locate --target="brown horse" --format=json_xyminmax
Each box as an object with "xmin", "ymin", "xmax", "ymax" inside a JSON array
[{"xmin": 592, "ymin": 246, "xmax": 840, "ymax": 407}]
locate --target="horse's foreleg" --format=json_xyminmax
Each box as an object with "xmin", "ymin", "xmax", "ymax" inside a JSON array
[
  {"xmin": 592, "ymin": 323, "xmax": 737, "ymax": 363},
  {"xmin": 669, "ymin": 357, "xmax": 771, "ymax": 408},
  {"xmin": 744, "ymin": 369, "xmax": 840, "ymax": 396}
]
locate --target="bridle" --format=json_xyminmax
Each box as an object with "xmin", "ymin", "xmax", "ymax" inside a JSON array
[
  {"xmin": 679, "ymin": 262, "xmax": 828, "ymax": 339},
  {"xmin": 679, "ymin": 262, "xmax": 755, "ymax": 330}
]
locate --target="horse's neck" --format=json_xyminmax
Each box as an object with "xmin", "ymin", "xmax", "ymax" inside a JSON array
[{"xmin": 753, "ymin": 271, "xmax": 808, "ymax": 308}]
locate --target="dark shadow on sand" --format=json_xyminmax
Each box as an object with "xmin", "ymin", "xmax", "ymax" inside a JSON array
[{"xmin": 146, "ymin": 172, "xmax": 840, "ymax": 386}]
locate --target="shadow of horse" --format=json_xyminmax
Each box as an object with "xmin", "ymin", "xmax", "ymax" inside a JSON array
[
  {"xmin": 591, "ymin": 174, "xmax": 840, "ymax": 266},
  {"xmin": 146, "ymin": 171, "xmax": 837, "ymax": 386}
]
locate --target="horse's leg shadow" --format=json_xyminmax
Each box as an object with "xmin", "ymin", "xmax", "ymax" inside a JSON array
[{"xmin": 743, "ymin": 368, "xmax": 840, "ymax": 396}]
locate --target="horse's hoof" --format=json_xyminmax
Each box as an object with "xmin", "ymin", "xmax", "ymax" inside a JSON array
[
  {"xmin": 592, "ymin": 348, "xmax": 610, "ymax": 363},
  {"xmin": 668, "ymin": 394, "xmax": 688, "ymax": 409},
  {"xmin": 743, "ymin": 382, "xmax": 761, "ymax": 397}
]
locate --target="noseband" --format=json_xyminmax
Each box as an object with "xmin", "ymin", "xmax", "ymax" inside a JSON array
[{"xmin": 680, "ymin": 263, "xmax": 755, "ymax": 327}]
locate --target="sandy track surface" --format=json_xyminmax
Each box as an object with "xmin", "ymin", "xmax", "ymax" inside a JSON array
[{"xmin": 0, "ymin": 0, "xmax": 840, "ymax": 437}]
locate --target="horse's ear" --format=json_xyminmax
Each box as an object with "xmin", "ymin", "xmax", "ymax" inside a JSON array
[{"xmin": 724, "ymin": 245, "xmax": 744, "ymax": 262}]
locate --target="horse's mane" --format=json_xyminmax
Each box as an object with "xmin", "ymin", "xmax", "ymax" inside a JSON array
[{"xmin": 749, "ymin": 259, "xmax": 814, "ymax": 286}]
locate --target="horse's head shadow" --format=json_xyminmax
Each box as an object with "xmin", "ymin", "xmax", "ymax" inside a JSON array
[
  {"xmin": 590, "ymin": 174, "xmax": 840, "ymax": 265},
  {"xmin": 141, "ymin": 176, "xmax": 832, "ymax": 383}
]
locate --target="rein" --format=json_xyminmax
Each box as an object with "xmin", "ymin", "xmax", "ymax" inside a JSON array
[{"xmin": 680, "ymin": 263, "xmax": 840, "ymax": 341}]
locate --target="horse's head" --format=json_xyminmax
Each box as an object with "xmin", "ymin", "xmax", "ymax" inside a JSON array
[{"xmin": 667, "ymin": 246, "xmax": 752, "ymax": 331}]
####
§ **WRITTEN TASK**: Give a word-for-word copy of the records.

§ **ANSWER BELOW**:
locate --target="brown horse" --format=json_xyminmax
Each box as an object with "xmin", "ymin", "xmax", "ymax" inside a JSON array
[{"xmin": 592, "ymin": 246, "xmax": 840, "ymax": 407}]
locate --target="horse's foreleg" --format=json_xyminmax
Each box as an object with "xmin", "ymin", "xmax", "ymax" inside a JSON array
[
  {"xmin": 592, "ymin": 323, "xmax": 737, "ymax": 363},
  {"xmin": 669, "ymin": 357, "xmax": 771, "ymax": 408},
  {"xmin": 744, "ymin": 369, "xmax": 840, "ymax": 396}
]
locate --target="bridle" --format=json_xyminmax
Each box as an object with "xmin", "ymin", "xmax", "ymax" inside a JSON array
[
  {"xmin": 679, "ymin": 262, "xmax": 828, "ymax": 339},
  {"xmin": 679, "ymin": 262, "xmax": 755, "ymax": 330}
]
locate --target="horse's neck" --format=json_xyminmax
Each box as an object with "xmin", "ymin", "xmax", "ymax" inside a JSON array
[{"xmin": 753, "ymin": 271, "xmax": 808, "ymax": 308}]
locate --target="dark shadow on sand" --format=json_xyminmax
Each box as an object with "xmin", "ymin", "xmax", "ymax" inside a JSON array
[{"xmin": 146, "ymin": 172, "xmax": 840, "ymax": 386}]
locate --target="shadow of horse" --format=json_xyminmax
Each box as an object with "xmin", "ymin", "xmax", "ymax" inside a JSON array
[
  {"xmin": 591, "ymin": 174, "xmax": 840, "ymax": 266},
  {"xmin": 146, "ymin": 171, "xmax": 837, "ymax": 386}
]
locate --target="horse's leg shadow" --format=json_xyminmax
Each box as an object with "xmin", "ymin", "xmax", "ymax" inside a JSON array
[{"xmin": 743, "ymin": 368, "xmax": 840, "ymax": 396}]
locate --target="horse's hoof" --format=json_xyminmax
Each box as an object with "xmin", "ymin", "xmax", "ymax" inside a JSON array
[
  {"xmin": 592, "ymin": 348, "xmax": 610, "ymax": 363},
  {"xmin": 668, "ymin": 394, "xmax": 688, "ymax": 409},
  {"xmin": 743, "ymin": 382, "xmax": 761, "ymax": 397}
]
locate --target="noseband" --format=json_xyminmax
Each box as an object with "xmin", "ymin", "xmax", "ymax" inside a JSON array
[{"xmin": 680, "ymin": 263, "xmax": 755, "ymax": 327}]
locate --target="sandy track surface" --format=json_xyminmax
Each box as an object with "xmin", "ymin", "xmax", "ymax" inside a JSON array
[{"xmin": 0, "ymin": 0, "xmax": 840, "ymax": 437}]
locate --target="horse's ear" --format=json_xyminmax
Each box as an object with "xmin", "ymin", "xmax", "ymax" inside a JSON array
[{"xmin": 724, "ymin": 245, "xmax": 744, "ymax": 262}]
locate --target="horse's mane" --format=json_xyminmax
Each box as an object with "xmin", "ymin", "xmax", "ymax" inside a JSON array
[{"xmin": 749, "ymin": 259, "xmax": 814, "ymax": 286}]
locate --target="horse's head shadow" --format=json_xyminmax
Each box as an object with "xmin", "ymin", "xmax", "ymax" inside a JSON array
[
  {"xmin": 590, "ymin": 174, "xmax": 840, "ymax": 265},
  {"xmin": 141, "ymin": 176, "xmax": 832, "ymax": 383}
]
locate --target="rein" --format=json_xyminmax
Each box as an object with "xmin", "ymin", "xmax", "ymax" inside a JSON array
[{"xmin": 680, "ymin": 263, "xmax": 840, "ymax": 341}]
locate --target="horse's head" --format=json_xyminmax
Each box as an object with "xmin", "ymin", "xmax", "ymax" inside a JSON array
[{"xmin": 667, "ymin": 246, "xmax": 752, "ymax": 331}]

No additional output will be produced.